■ **ACTIVITY**:
Write the data out again exactly and in full.

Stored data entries
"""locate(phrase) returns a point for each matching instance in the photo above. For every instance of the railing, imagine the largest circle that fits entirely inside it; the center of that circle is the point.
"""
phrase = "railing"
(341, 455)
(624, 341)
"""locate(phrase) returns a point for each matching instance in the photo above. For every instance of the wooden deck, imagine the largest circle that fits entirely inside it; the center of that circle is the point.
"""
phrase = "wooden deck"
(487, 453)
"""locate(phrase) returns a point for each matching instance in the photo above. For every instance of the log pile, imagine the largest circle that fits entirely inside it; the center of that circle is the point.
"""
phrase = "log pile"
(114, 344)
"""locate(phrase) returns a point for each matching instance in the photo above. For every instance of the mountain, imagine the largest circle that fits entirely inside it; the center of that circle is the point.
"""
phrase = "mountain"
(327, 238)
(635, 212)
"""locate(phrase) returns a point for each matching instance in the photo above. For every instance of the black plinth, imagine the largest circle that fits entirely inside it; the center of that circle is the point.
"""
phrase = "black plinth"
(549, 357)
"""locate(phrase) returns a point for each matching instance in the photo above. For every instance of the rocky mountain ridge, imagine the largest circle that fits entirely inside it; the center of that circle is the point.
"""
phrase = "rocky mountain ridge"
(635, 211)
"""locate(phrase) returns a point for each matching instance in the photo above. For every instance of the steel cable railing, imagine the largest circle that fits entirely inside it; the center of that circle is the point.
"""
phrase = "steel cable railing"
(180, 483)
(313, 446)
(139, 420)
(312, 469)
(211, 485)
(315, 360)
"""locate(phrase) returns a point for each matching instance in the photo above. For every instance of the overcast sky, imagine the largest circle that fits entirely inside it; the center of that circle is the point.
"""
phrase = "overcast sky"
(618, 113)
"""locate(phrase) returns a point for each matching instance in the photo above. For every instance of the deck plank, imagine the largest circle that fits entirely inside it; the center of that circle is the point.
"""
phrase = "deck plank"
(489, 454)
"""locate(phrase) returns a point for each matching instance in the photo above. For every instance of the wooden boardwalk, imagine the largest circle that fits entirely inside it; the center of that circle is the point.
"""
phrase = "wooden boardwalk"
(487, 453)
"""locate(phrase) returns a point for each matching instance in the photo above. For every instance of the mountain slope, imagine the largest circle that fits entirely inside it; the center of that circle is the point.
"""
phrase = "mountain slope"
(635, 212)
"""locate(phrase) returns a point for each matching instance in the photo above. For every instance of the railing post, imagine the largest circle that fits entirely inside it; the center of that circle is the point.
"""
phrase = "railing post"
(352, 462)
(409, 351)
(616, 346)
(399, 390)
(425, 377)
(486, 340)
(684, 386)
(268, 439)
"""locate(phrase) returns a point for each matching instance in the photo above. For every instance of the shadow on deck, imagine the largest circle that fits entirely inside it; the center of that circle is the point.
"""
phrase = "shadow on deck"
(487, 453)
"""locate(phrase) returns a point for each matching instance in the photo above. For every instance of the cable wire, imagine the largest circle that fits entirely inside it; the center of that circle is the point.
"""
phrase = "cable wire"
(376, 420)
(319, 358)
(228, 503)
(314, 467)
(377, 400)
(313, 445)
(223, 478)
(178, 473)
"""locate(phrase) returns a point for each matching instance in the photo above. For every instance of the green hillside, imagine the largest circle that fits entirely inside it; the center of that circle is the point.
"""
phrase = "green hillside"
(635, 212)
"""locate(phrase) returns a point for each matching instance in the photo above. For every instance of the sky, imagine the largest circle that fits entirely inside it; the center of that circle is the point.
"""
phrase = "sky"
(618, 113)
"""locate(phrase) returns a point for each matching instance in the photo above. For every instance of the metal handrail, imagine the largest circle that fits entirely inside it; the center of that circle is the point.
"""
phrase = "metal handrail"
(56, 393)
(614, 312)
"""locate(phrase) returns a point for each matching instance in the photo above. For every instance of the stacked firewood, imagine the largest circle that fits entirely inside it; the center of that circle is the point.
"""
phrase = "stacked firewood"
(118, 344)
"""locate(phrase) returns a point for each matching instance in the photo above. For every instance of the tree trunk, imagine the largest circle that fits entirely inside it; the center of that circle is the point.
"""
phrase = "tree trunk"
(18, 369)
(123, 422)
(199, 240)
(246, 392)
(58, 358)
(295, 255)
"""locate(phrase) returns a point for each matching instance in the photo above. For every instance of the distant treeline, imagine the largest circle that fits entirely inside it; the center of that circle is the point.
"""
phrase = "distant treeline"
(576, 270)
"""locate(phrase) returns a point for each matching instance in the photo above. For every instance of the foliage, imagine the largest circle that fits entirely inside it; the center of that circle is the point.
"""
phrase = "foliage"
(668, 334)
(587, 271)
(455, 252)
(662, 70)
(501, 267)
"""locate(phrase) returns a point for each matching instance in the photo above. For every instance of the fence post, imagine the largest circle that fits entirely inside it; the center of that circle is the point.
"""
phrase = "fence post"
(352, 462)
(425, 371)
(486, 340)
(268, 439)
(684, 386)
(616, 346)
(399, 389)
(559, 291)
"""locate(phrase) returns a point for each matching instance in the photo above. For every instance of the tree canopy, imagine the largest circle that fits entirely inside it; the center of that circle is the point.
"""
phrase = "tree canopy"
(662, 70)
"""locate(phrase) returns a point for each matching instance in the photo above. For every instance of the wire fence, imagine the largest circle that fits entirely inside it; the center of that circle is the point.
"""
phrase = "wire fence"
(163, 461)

■ **REPLY TO THE EXERCISE**:
"""locate(phrase) returns a point for each matching instance in the photo above. For every instance of the railing, imagine the largest circle that fits entirely inside it; the center of that circle is the point.
"""
phrase = "railing"
(341, 455)
(624, 341)
"""locate(phrase) returns a point for each matching instance in the photo above. For every instance of the wooden deck, imagine the largest circle that fits entirely inside it; the center of that circle is the point.
"""
phrase = "wooden deck"
(487, 453)
"""locate(phrase) returns a point for each matching instance in the photo above. For every instance of the log pile, imagine the largest circle that fits entirely inside it; the center of that circle is the point.
"""
phrase = "log pile"
(114, 344)
"""locate(phrase) returns a point for each matching instance in the photo above. For every instance of the mountain, imagine the largest circle that fits entirely inside it; the center of that circle is the point.
"""
phrase = "mountain"
(327, 238)
(635, 212)
"""locate(phrase) returns a point for each matching instance in the photo above. For every instance of the black plinth, imagine the largest circle that fits entirely inside it; the center of that circle is the point.
"""
phrase = "black plinth"
(549, 357)
"""locate(phrase) returns a point for each matching instance in the photo above. For every instance of the rocky mountain ridge, imagine the largest circle that fits entirely inside it; the center of that circle is the point.
"""
phrase = "rocky mountain ridge"
(635, 211)
"""locate(phrase) returns a point for each matching instance in the photo above. For every instance of the steel cable railing, imagine the largest circle that fits entirely inside it; the center of that circle is the point.
"""
phrase = "steel cable railing"
(180, 483)
(313, 446)
(139, 420)
(312, 469)
(211, 485)
(315, 360)
"""locate(phrase) returns a point for each matching instance in the photo above. For every instance of the overcast sky, imagine the largest circle that fits entirely inside it; the center of that circle is the point.
"""
phrase = "overcast sky"
(618, 113)
"""locate(phrase) returns a point for each matching instance in the photo above. For every instance of the deck plank, imagine the largest circle that fits entirely inside it; the center of that circle is the point.
"""
phrase = "deck plank"
(489, 454)
"""locate(phrase) returns a point for each matching instance in the photo above. For every instance of the wooden boardwalk, imagine the largest circle that fits entirely inside it; the center of that circle is the point.
"""
phrase = "wooden boardwalk"
(487, 453)
"""locate(phrase) returns a point for each matching instance in the photo above. For every instance of the mountain slope, imagine the largest circle that fits entirely inside it; the center of that circle is the point.
"""
phrase = "mountain slope"
(635, 212)
"""locate(phrase) returns a point for each matching instance in the photo above. For every instance of the railing post, imagine the largest circle that fits entirely inside it; the center of that circle is the point.
"""
phrase = "railing post"
(352, 462)
(409, 351)
(616, 346)
(399, 390)
(425, 377)
(486, 340)
(684, 386)
(268, 439)
"""locate(phrase) returns a point for each matching instance in the photo above. For every instance of the shadow on deck, imagine the largest circle that fits entirely inside it; the center of that circle is the point.
"""
phrase = "shadow on deck"
(487, 453)
"""locate(phrase) returns a point for each matching instance in the photo above. For every instance of the cable wire, imagine the largest circle that fits entirely inside it; the center of that circle is the point.
"""
phrase = "cable wire"
(376, 420)
(319, 358)
(228, 503)
(314, 467)
(377, 400)
(313, 445)
(223, 478)
(178, 473)
"""locate(phrase) returns a point for each matching instance in the photo above. For every instance of the green hillside, imagine the largest circle that fits entirely inside it; the center of that circle is the point.
"""
phrase = "green hillside"
(635, 212)
"""locate(phrase) returns a point for each matching instance in the photo above. For every instance of the sky, imagine the largest circle that fits entirely inside it; the center of that circle is the point.
"""
phrase = "sky"
(618, 113)
"""locate(phrase) returns a point for each matching instance in the photo above. For every instance of the metal handrail, imagine the largest circle that fits entirely inside it; the center of that circle is the point.
"""
phrase = "metal handrail"
(56, 393)
(614, 312)
"""locate(phrase) returns a point for each matching instance in the photo above. For every instance of the stacked firewood, imagine the largest circle that fits entirely inside it; the center of that circle is the point.
"""
phrase = "stacked firewood"
(118, 344)
"""locate(phrase) returns a point for each matching instance in the photo above. For every instance of the tree trunk, imagine the largest circle that fits entirely inside it; the center of that circle is the point.
"""
phrase = "tree trunk"
(18, 369)
(123, 422)
(199, 240)
(246, 392)
(58, 358)
(295, 255)
"""locate(phrase) returns a point for each matching instance in the photo above. For every instance of the distant treeline, imagine the largest circle that fits entirely inside it; the center of that circle is the point.
"""
phrase = "distant treeline"
(576, 270)
"""locate(phrase) returns a point for each matching instance in the photo above. For every instance of the foliage, imagine the largest circle that fits entirely inside it; the center of that circle is the point.
"""
phrase = "foliage"
(668, 334)
(587, 271)
(455, 252)
(662, 70)
(501, 267)
"""locate(phrase) returns a point for each matching instance in the photo above. For every instance of the fence post, imagine the largest circle that fits entirely inside it; the center of that circle is the point.
"""
phrase = "fence post"
(352, 462)
(425, 371)
(486, 340)
(268, 439)
(684, 386)
(616, 346)
(399, 389)
(559, 291)
"""locate(phrase) returns a point for each matching instance in the photo above. For every instance of the tree canopy, imagine the largest circle that fits entirely inside it; the center of that circle is the point.
"""
phrase = "tree canopy"
(662, 70)
"""locate(phrase) returns a point for each matching instance in the photo above. For every instance of the wire fence, imagine the largest circle that fits entirely inside it; the center of that circle is the point.
"""
phrase = "wire fence"
(163, 461)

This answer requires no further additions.